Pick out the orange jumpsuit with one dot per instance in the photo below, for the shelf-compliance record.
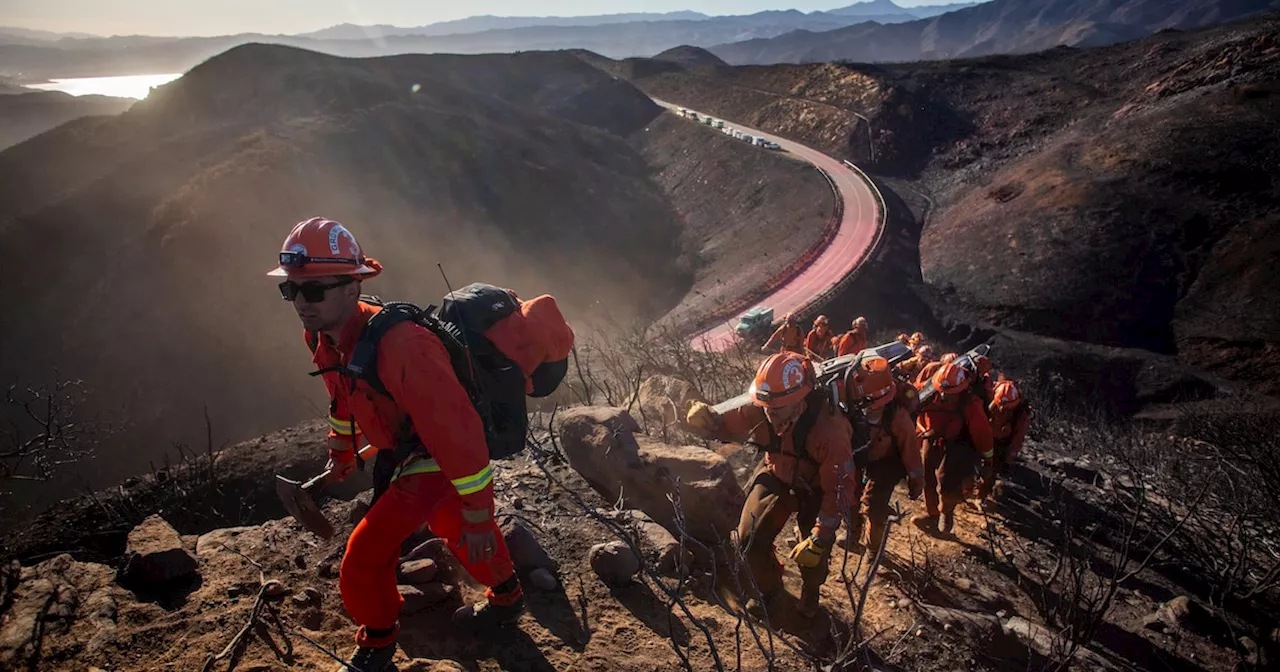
(853, 341)
(908, 397)
(1008, 430)
(894, 455)
(956, 433)
(912, 366)
(926, 374)
(819, 343)
(451, 489)
(817, 487)
(790, 337)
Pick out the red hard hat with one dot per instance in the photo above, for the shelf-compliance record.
(871, 385)
(951, 379)
(1006, 396)
(784, 379)
(320, 247)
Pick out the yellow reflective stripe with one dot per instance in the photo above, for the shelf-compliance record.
(343, 426)
(416, 465)
(475, 483)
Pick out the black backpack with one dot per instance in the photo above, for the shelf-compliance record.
(494, 384)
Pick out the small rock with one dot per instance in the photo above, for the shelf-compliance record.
(357, 511)
(613, 562)
(419, 572)
(155, 556)
(275, 590)
(420, 598)
(329, 568)
(1173, 615)
(526, 553)
(312, 620)
(1251, 650)
(543, 580)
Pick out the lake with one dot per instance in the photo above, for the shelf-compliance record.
(129, 86)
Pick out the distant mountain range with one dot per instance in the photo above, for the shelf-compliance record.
(858, 32)
(995, 27)
(881, 10)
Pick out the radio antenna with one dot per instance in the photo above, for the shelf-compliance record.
(462, 327)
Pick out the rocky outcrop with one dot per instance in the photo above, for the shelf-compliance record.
(156, 557)
(602, 444)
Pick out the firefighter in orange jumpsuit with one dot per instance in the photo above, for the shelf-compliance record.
(1010, 419)
(807, 470)
(932, 368)
(956, 433)
(913, 366)
(789, 337)
(854, 339)
(892, 449)
(819, 343)
(986, 383)
(448, 488)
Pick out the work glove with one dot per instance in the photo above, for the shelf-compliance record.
(914, 487)
(478, 535)
(700, 416)
(809, 552)
(342, 460)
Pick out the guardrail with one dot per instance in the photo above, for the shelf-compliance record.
(737, 306)
(881, 222)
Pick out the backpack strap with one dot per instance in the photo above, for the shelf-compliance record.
(800, 433)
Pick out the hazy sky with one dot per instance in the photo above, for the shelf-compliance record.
(222, 17)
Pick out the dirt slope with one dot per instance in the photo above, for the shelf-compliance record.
(745, 209)
(28, 113)
(996, 27)
(987, 599)
(164, 220)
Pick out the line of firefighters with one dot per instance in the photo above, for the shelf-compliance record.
(821, 462)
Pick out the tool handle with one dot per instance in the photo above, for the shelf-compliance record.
(320, 478)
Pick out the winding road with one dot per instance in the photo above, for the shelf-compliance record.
(854, 242)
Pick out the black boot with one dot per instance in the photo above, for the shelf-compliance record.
(371, 658)
(502, 607)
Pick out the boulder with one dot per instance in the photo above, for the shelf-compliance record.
(615, 563)
(215, 540)
(155, 557)
(602, 446)
(62, 608)
(1175, 615)
(417, 598)
(661, 548)
(417, 572)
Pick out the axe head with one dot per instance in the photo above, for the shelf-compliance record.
(300, 504)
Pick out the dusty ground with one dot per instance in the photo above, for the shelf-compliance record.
(982, 600)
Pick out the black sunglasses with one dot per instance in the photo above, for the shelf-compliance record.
(311, 292)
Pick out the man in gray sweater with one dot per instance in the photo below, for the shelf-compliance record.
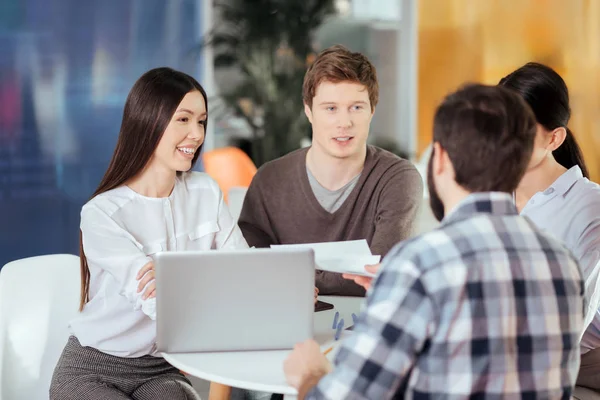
(340, 188)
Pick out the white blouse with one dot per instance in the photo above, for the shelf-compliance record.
(570, 211)
(122, 230)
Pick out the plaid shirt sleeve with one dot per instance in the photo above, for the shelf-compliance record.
(375, 361)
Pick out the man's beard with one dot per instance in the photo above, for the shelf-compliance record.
(437, 207)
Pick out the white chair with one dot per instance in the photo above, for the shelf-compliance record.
(38, 296)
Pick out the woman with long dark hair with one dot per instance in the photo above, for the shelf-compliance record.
(558, 197)
(147, 202)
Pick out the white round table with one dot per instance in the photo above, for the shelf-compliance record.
(263, 370)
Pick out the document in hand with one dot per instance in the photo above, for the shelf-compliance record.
(343, 257)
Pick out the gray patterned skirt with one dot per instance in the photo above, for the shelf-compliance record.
(84, 373)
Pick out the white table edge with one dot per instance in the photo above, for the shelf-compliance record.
(285, 390)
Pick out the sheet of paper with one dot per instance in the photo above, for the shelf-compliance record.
(342, 257)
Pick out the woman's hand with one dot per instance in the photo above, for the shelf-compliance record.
(147, 279)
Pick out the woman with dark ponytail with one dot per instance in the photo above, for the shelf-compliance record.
(558, 197)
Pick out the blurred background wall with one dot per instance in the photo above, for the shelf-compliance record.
(66, 67)
(482, 41)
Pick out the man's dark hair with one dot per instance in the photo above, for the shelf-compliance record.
(488, 133)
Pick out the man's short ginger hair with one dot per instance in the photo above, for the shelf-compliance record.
(338, 64)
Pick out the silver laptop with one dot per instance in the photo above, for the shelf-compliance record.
(256, 299)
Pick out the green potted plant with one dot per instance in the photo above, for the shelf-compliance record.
(269, 43)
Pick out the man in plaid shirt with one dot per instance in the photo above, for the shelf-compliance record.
(486, 306)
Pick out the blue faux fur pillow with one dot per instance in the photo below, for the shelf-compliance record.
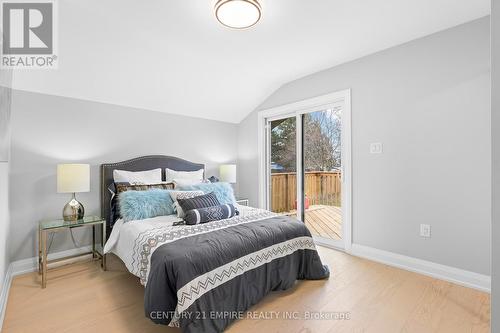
(140, 205)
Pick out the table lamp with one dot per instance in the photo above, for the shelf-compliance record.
(73, 178)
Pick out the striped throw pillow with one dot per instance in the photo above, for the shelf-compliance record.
(209, 214)
(201, 201)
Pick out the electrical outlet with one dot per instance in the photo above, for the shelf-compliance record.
(376, 148)
(425, 230)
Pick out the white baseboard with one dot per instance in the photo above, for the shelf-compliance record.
(438, 271)
(4, 294)
(27, 266)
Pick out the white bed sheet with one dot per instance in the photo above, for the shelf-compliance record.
(123, 240)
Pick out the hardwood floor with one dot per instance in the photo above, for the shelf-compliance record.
(377, 298)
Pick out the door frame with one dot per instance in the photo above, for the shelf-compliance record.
(298, 109)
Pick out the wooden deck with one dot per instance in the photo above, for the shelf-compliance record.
(324, 221)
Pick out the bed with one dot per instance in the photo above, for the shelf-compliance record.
(202, 277)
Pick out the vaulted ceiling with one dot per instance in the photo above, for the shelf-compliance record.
(173, 56)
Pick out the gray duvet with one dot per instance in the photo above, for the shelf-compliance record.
(195, 282)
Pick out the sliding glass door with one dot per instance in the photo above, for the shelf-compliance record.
(307, 153)
(283, 165)
(322, 173)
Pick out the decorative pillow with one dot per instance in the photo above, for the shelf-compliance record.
(142, 177)
(208, 214)
(201, 201)
(117, 188)
(122, 187)
(223, 191)
(193, 175)
(140, 205)
(188, 182)
(182, 195)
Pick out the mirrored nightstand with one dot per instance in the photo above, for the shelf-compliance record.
(46, 227)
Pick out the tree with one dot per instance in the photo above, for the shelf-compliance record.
(322, 141)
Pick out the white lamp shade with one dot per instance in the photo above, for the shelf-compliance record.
(73, 178)
(228, 173)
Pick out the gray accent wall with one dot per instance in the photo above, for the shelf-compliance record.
(495, 131)
(428, 102)
(47, 130)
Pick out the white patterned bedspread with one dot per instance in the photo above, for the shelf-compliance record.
(135, 241)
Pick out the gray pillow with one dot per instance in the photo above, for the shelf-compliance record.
(209, 214)
(201, 201)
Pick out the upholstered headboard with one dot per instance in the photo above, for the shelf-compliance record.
(138, 164)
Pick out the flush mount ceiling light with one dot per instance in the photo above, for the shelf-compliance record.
(238, 14)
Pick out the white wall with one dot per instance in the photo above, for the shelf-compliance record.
(47, 130)
(495, 131)
(428, 102)
(5, 94)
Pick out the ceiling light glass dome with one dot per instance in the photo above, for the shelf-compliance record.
(238, 14)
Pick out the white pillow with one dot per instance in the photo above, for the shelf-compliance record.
(183, 195)
(192, 175)
(187, 182)
(140, 177)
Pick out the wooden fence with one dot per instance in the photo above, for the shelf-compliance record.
(321, 187)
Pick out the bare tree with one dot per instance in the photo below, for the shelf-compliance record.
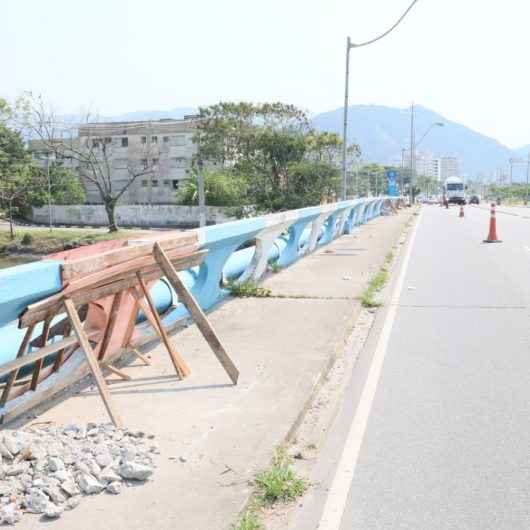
(94, 156)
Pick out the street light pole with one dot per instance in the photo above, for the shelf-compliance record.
(349, 46)
(527, 176)
(412, 155)
(49, 193)
(345, 129)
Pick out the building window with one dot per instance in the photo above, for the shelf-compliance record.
(180, 139)
(178, 161)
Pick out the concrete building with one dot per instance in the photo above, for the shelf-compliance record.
(163, 148)
(440, 168)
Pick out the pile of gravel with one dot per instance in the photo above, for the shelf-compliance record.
(45, 470)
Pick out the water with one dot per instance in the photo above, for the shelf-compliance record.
(11, 261)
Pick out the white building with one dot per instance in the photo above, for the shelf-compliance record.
(164, 146)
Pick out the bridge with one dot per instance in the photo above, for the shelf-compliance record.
(411, 415)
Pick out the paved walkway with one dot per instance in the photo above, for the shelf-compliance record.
(225, 433)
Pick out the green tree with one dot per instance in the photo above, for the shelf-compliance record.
(221, 189)
(15, 171)
(270, 150)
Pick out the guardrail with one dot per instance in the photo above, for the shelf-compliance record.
(237, 251)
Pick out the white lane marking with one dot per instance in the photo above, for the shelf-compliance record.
(338, 493)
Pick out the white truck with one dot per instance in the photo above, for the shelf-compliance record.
(454, 190)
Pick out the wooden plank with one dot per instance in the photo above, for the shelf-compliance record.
(197, 314)
(111, 323)
(140, 356)
(80, 267)
(38, 364)
(14, 370)
(178, 362)
(116, 371)
(38, 311)
(20, 361)
(92, 363)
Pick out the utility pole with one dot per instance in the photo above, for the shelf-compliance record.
(345, 128)
(202, 200)
(527, 177)
(412, 154)
(49, 193)
(402, 171)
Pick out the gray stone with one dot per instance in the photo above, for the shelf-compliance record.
(10, 514)
(4, 452)
(70, 487)
(109, 475)
(55, 495)
(55, 464)
(62, 475)
(5, 489)
(12, 444)
(104, 459)
(38, 483)
(17, 469)
(53, 511)
(36, 501)
(89, 484)
(135, 471)
(73, 502)
(114, 488)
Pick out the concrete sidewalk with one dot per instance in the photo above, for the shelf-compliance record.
(213, 436)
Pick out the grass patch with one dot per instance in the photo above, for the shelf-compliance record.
(279, 483)
(378, 282)
(42, 241)
(248, 290)
(248, 521)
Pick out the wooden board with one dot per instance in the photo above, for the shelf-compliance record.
(93, 364)
(39, 311)
(197, 313)
(81, 267)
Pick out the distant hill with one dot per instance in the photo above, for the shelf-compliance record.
(383, 131)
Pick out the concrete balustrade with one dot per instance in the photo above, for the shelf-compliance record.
(237, 251)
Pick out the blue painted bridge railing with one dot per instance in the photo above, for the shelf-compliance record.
(237, 251)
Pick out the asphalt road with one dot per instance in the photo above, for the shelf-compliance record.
(434, 432)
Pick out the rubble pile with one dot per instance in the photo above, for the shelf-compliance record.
(46, 469)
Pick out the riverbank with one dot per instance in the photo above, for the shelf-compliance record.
(33, 243)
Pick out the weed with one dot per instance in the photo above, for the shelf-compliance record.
(27, 239)
(248, 521)
(279, 482)
(274, 267)
(377, 283)
(248, 290)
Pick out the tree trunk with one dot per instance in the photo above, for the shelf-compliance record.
(110, 208)
(11, 231)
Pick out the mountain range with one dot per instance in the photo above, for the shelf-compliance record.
(383, 132)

******

Starting from the line with "Pick out the tree trunk", write out every remaining line of the data above exactly, the final line included, and nothing before it.

Pick out the tree trunk with one dot per instance in the photo above, for the shelf-compliance record.
(110, 208)
(11, 231)
Pick out the mountain range with one dot per instance in the photo above, for the shelf-compliance record.
(383, 132)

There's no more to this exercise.